**Exercise A**
From the passage on MOSFET switching and load inductance, list every inductance value it gives.
**Exercise B**
Proceed with the passage on MOSFET switching and load inductance, picking up right after its last sentence.

**Passage shown**
Larger gate resistances damp this, at the cost of slower switching - but potentially making it hard to meet your 100ns pulse width while keeping the ringing under control.

Have you considered the effect of a slight non-resistive component to your load? I'm guessing that the load is something like a 50-ohm transmission line/coax/antenna/whatever RF circuit which is usually described as 50-ohm. But in practice, they aren't exactly that - there will be complex (and frequency dependent) deviations from 50-ohm. What those are, you'd have to measure with a network analyzer; but it's probably best to plan for a realistic worst case scenario like this:

schematic

simulate this circuit

Here L1 is the unintentional (parasitic) inductive component of the load. It could be as little 5-10nH if your board layout and physical construction is excellent, or as bad as a few hundred nH if not. It only takes a few cm of conductor loop to give you 100 nH. If the MOSFET turns off fast, the stored energy in L1 gets dumped into it, probably exceeding its voltage rating and causing it to avalanche (and potentially destroying it). You need D1, or a snubber capacitor in series with a resistor in place of D1 to protect the MOSFET against that (the capacitor/resistor values would have to be determined experimentally, but 1nF and 100ohm are a good starting point).

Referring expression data
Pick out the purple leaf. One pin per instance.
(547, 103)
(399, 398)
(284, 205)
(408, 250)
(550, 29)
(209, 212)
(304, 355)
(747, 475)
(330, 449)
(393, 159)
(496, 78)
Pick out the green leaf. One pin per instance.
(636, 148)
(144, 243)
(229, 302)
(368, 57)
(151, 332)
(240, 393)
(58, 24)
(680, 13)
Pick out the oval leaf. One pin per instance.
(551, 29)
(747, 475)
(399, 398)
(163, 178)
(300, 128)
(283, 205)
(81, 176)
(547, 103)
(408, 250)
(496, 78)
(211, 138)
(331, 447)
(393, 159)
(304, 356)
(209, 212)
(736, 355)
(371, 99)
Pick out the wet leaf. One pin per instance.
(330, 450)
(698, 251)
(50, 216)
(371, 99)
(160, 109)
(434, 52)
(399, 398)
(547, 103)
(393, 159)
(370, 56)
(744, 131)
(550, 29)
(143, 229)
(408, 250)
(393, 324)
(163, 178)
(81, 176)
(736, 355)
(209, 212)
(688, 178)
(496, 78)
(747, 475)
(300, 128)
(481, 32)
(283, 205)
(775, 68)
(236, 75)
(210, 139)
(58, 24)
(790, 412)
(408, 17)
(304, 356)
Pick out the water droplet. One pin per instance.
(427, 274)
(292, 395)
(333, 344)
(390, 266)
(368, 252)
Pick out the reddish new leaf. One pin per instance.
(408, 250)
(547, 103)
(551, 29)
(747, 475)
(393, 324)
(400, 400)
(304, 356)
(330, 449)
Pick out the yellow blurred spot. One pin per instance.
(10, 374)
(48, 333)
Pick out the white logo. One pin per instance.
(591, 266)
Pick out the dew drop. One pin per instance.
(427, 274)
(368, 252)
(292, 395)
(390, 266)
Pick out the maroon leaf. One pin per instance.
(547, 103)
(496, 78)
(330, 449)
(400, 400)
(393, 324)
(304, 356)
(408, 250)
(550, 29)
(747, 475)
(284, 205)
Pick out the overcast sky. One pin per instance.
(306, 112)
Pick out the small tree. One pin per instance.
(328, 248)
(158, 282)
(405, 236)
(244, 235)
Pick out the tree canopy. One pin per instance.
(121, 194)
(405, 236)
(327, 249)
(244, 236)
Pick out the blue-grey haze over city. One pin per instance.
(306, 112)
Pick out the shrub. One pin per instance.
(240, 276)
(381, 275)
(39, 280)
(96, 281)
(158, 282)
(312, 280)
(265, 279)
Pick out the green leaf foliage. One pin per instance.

**Task response A**
5-10nH
a few hundred nH
100 nH

**Task response B**
C1 and R2 are there to supply energy for pulses while protecting your high voltage supply from those kinds of inductive spikes. You could use a somewhat larger C1 and smaller R2 depending on your desired pulse repetition rate and voltage drop during a pulse. C1 should be rated at 1.5 or 2kV; R2 should be a string of resistors (and keep in mind creepage and clearance too). In general I like limiting the available energy / current to just what is needed, so these are pretty conservative values which would work for up to ~kHz pulses.

EDIT Some practical tips for how to get this to work using a single high-side switch:

  • Use an isolated gate driver like Si8261 or UCC5350MC/UCC5390SC. When selecting a driver, pay particular attention to the minimum pulse width spec (a lot of them would filter out short logic input pulses as glitches), and the pulse width distortion (you want that to be relatively small relative to your intended pulse widths); propagation delay doesn't matter much. These types of chips have digital isolation (sending a high frequency modulated signal through a capacitive barrier) and the output can float at several kV over ground; generally better/more consistent than optocoupler. UCC5350MC seems fast enough to work with 100ns pulses.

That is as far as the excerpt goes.